BRANO SCELTO –
═══

Nelle fabbriche le condizioni di lavoro erano insostenibili.
I regolamenti di fabbrica erano stati definiti addirittura “barbari” dalla stampa cattolica, ma almeno riconoscevano il diritto al salario.
Si trattava di un diritto ancora molto sanzionato, multe per ritardi, per lavori non perfettamente eseguiti, valorizzazione del “migliore”, ma penalizzazione per donne e fanciulli (a parità di lavoro il salario di una donna era comunque più basso di quello di un uomo).
Gli scioperi che rivendicavano orari di lavoro meno pesanti e salari dignitosi vennero repressi dalla forza pubblica.
Nel 1894 il numero di società di mutuo soccorso arrivò a 6722.
Nel 1853 si svolse il primo Congresso Operaio.
Questi incontri segnarono, anno per anno, il cammino di organizzazioni che, faticosamente, conquistavano il diritto di esistere e aiutavano a maturare la classe operaia che era oramai convinta della possibilità di autoemancipazione.
Nel 1891 nacque la prima Camera del Lavoro a Milano.
Le organizzazioni territoriali in Italia acquistarono velocemente importanza, diversamente da altri paesi europei dove la caratteristica unificante era il mestiere.
Gli scopi di queste associazioni erano discutere e trattare le questioni salariali e di orario con i capitalisti, diventare soggetti riconosciuti come entità rappresentativa di una classe nella società, e impegnarsi per una migliore formazione professionale al fine di aumentare il livello e l’importanza del lavoro svolto.
La legislazione vigente era, però, in pesante contrasto con le rivendicazioni di una vita dignitosa in tutti gli ambienti.
La Costituzione del Regno prevedeva il diritto di riunione, ma non di associazione.
Il codice penale proibiva lo sciopero salvo che la presenza di una “ragionevole causa”.
Il codice penale Zanardelli del 1889 avrebbe riconosciuto il diritto di sciopero se esercitato senza “violenza o minaccia”.
Purtroppo per minaccia spesso la magistratura intendeva anche solo l’assembramento di più persone rendendo legittimo quindi l’intervento delle forze pubbliche.
Il 1898 fu un anno di tumulti per Milano: l’insurrezione della popolazione affamata venne repressa nel sangue dalle forze “dell’ordine”.
Verso la fine dell’ottocento era ormai chiaro che la lotta di classe non era eludibile o palliabile con i sistemi di controllo messi in atto sino ad allora dai ceti dirigenti.
Le misure repressive peraltro aumentarono la rabbia e lo strazio delle masse lavoratrici e le spinsero a emigrare o a ribellarsi.
Le leggi sociali approvate alla fine dell’800 furono l’istituzione dei probiviri nell’industria e l’obbligo di assicurazione per infortuni sul lavoro, facoltativa per invalidità e vecchiaia.
Tra il 1900 e il 1903 si verificò un significativo aumento degli scioperi e della loro durata, e degli scioperanti.

═══

DATI ESTRATTI –

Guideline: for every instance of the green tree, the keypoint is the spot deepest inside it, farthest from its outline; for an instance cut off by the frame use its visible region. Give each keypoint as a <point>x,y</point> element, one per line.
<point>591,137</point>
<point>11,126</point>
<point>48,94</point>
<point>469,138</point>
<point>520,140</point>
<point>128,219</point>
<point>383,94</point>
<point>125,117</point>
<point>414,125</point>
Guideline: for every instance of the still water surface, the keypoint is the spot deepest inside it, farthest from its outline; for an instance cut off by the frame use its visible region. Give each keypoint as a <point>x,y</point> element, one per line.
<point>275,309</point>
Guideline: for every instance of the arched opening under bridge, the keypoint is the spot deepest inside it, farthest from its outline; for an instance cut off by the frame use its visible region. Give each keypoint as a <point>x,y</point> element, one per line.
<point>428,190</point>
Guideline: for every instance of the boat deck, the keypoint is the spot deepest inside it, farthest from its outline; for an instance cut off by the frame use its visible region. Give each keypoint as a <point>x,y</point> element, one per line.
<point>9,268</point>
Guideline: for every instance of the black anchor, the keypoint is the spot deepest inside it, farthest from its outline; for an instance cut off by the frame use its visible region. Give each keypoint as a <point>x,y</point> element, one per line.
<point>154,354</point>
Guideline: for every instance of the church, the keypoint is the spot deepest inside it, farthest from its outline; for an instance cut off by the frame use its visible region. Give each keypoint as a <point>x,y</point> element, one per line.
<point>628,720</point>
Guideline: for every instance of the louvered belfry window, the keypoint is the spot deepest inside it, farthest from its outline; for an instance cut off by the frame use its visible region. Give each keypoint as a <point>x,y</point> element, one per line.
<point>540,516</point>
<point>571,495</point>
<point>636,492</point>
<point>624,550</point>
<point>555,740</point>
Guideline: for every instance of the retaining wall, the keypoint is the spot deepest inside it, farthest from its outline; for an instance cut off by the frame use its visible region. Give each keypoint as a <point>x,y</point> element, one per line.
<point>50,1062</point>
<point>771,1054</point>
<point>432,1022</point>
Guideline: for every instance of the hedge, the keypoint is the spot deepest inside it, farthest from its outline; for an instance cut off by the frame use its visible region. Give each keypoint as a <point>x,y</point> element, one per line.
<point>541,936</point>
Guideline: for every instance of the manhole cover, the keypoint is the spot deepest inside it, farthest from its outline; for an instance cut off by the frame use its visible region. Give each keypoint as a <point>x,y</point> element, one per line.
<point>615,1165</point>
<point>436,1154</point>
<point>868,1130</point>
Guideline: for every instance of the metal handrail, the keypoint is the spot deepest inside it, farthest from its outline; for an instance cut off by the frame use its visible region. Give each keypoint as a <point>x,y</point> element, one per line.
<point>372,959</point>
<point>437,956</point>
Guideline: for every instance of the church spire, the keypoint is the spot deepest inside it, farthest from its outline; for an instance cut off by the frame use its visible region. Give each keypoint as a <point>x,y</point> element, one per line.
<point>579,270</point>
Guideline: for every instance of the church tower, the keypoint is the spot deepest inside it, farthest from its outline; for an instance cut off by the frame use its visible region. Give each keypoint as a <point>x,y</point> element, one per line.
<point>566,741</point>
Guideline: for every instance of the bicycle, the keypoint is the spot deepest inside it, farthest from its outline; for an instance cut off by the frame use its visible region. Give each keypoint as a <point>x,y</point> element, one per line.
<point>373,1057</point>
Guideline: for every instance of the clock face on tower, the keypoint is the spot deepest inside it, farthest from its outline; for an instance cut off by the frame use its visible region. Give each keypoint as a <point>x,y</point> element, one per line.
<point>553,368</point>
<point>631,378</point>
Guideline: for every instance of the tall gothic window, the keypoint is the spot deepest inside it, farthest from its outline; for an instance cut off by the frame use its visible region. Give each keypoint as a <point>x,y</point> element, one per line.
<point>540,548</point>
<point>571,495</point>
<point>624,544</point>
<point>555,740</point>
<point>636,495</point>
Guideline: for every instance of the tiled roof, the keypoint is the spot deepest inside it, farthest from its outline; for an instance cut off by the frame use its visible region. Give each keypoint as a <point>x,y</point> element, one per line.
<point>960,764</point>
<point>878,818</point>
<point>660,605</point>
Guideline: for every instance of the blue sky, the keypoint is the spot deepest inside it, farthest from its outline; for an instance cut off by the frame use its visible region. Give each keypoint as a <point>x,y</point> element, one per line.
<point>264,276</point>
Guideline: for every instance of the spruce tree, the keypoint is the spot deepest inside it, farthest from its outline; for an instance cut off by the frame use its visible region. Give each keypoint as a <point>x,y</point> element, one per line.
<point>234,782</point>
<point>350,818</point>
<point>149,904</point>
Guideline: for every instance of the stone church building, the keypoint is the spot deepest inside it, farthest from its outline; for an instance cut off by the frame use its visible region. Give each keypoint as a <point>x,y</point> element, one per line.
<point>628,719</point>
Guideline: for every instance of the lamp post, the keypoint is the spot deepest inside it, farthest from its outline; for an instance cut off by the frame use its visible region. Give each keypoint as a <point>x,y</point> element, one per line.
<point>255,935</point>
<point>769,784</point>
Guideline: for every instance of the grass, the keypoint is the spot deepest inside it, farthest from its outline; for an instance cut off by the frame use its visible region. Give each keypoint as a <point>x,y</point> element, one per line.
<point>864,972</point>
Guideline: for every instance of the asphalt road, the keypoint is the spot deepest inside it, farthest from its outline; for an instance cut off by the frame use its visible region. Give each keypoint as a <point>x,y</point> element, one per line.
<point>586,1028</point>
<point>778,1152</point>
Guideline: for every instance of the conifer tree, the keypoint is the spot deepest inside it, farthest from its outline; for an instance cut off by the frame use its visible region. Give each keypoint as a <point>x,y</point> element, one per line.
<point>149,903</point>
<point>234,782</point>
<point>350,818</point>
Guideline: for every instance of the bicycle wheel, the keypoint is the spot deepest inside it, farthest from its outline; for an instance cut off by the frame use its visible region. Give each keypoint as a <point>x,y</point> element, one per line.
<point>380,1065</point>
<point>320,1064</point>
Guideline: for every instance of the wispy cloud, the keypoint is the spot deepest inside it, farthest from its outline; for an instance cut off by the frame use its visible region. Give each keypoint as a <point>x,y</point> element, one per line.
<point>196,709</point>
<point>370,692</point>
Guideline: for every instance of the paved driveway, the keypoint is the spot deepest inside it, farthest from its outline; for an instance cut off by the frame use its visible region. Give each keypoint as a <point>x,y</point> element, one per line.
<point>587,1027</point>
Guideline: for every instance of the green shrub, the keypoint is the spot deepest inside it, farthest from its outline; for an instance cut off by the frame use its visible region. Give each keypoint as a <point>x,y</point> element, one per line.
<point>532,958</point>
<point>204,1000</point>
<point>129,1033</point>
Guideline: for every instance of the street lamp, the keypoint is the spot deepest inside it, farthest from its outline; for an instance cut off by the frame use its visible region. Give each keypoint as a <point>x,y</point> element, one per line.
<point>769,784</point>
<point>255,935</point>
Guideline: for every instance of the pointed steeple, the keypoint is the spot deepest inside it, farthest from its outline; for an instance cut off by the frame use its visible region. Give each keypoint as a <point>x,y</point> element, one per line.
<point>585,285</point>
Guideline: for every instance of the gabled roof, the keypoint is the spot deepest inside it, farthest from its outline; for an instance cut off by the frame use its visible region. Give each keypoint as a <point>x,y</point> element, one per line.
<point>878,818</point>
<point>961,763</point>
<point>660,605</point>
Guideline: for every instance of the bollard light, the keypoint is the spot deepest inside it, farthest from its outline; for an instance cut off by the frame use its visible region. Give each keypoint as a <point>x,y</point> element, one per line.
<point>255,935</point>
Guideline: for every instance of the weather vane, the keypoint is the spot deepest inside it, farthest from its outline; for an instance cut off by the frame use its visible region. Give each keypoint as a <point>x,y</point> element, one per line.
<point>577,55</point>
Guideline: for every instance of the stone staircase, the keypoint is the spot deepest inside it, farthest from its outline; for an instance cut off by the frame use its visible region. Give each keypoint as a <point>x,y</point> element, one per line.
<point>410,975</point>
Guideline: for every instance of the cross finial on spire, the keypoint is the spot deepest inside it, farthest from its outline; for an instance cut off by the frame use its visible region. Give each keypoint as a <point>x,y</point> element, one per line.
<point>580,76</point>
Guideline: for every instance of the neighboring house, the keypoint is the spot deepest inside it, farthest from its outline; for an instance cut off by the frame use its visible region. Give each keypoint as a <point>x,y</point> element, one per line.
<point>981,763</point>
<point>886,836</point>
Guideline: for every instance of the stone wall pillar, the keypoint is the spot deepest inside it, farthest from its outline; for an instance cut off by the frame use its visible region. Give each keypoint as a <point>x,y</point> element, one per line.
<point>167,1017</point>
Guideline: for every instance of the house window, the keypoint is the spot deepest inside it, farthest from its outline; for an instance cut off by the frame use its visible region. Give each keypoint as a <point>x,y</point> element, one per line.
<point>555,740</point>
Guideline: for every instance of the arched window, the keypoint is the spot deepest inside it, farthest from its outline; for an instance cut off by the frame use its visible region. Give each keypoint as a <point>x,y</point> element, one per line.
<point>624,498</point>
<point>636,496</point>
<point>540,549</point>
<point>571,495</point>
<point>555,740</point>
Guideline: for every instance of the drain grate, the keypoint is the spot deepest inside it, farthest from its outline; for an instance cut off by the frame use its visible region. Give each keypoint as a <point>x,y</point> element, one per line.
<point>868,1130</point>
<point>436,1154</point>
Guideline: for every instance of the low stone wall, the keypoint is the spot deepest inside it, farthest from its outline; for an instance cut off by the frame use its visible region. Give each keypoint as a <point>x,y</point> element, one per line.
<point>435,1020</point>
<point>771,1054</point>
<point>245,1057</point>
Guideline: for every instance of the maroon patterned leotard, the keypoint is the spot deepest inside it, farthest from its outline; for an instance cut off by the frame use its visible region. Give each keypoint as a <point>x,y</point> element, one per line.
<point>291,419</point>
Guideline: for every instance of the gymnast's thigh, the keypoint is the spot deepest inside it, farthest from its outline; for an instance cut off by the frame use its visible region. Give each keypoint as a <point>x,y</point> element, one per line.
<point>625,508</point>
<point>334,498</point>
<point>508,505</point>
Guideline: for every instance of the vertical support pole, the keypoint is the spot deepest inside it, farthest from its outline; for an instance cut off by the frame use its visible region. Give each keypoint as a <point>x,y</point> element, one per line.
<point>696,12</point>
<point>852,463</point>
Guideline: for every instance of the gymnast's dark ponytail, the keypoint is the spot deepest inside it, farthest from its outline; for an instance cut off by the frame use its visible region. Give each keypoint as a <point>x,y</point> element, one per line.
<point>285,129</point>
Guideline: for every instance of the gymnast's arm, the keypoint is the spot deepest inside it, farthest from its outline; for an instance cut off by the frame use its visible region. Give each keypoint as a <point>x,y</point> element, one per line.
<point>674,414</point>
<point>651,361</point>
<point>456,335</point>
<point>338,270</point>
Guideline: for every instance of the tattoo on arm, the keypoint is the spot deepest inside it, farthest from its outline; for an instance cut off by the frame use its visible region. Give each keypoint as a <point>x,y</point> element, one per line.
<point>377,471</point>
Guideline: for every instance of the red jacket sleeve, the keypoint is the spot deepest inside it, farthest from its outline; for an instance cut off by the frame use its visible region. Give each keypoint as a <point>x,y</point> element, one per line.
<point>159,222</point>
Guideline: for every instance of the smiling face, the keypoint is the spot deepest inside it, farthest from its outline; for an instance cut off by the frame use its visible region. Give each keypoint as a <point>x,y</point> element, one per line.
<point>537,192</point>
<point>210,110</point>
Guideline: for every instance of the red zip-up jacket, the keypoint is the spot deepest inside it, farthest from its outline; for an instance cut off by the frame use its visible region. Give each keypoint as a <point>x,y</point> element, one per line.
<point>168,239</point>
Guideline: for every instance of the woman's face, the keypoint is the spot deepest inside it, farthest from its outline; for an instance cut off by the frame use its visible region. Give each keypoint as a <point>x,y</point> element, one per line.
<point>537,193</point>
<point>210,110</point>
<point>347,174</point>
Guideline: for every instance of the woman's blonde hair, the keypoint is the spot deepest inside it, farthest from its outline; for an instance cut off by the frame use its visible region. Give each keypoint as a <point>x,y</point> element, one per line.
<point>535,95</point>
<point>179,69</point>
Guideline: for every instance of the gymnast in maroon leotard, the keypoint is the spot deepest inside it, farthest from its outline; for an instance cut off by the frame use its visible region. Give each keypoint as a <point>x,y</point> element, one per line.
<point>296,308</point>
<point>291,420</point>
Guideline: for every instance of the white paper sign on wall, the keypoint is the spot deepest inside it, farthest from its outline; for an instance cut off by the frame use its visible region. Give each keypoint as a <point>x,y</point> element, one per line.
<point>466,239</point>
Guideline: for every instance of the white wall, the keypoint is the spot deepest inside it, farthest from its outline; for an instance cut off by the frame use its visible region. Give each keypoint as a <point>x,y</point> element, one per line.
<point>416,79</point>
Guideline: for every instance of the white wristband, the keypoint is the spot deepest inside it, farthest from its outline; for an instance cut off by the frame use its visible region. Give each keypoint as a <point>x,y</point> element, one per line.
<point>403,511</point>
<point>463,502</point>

═══

COSA FARE – Riscrivi il brano sulle lotte operaie dalle parole "Il codice penale Zanardelli" fino alle parole "o a ribellarsi.", con "autorità giudiziaria" al posto di "magistratura".

RISPOSTA ATTESA –
Il codice penale Zanardelli del 1889 avrebbe riconosciuto il diritto di sciopero se esercitato senza “violenza o minaccia”.
Purtroppo per minaccia spesso la autorità giudiziaria intendeva anche solo l’assembramento di più persone rendendo legittimo quindi l’intervento delle forze pubbliche.
Il 1898 fu un anno di tumulti per Milano: l’insurrezione della popolazione affamata venne repressa nel sangue dalle forze “dell’ordine”.
Verso la fine dell’ottocento era ormai chiaro che la lotta di classe non era eludibile o palliabile con i sistemi di controllo messi in atto sino ad allora dai ceti dirigenti.
Le misure repressive peraltro aumentarono la rabbia e lo strazio delle masse lavoratrici e le spinsero a emigrare o a ribellarsi.